### Exercise goal
Starting at the line containing "Put a point on every instance of the wrought" and ending at the line containing "Put a point on every instance of the window", print every line of the material below exactly, both ends included, and stop there.
+++ Dataset extract
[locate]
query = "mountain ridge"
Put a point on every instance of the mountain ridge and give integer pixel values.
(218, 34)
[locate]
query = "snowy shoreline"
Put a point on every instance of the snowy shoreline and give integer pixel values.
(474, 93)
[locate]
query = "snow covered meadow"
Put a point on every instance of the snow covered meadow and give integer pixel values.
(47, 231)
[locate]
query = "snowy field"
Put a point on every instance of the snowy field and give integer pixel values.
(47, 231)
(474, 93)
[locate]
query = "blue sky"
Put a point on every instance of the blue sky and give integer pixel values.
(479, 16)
++++++
+++ Dataset extract
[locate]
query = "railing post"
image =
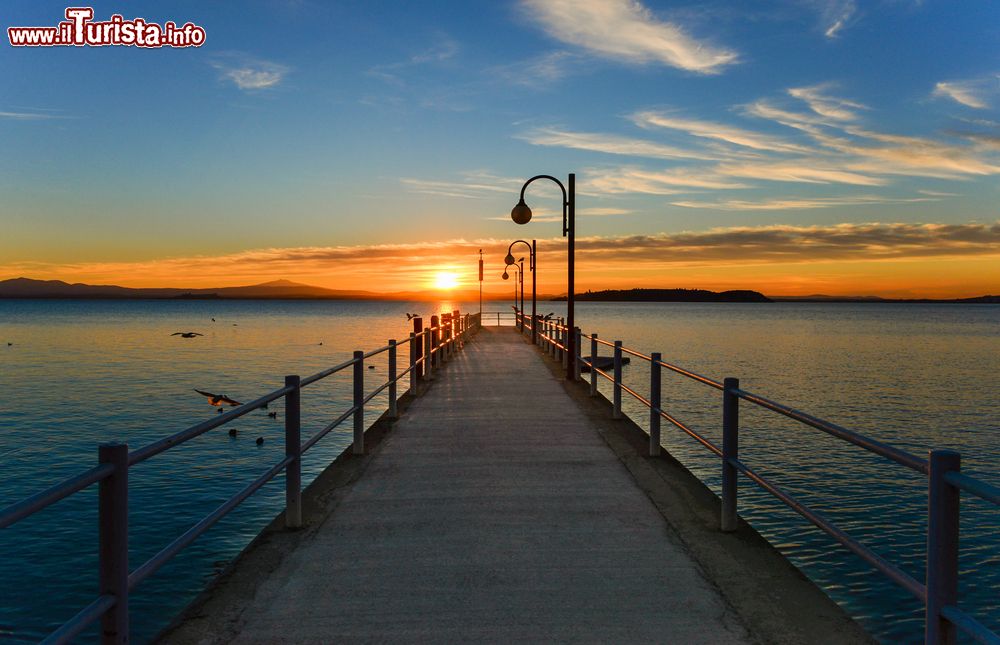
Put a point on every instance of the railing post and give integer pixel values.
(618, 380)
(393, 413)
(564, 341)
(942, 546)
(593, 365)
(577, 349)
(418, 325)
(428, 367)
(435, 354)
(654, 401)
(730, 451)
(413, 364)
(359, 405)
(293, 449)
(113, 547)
++++++
+++ Dataset extract
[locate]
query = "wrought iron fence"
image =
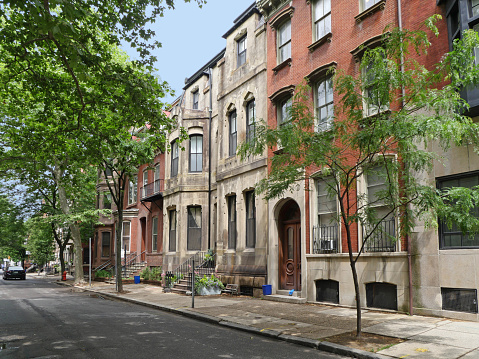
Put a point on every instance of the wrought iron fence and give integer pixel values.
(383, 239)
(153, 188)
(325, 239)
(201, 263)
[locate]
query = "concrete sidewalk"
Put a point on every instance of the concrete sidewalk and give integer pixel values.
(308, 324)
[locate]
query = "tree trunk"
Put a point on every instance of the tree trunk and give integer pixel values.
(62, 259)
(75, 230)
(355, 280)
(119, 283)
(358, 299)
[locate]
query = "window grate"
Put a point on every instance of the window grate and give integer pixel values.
++++++
### Written response
Put a point on every instance of the wrought iron fence and give integer pixel values.
(383, 239)
(153, 188)
(325, 239)
(201, 263)
[locate]
query = "concrete sidewalk"
Put a point on every instance of the concrete sidewalk and give integer pixel values.
(308, 324)
[locate]
query = "tree trunk"
Put a point on every instance of the tree trunk and give integer pixel values.
(62, 259)
(75, 230)
(355, 280)
(119, 283)
(358, 299)
[locate]
query = "window grate"
Put a point on every instance of the window grate and give integer pixel values.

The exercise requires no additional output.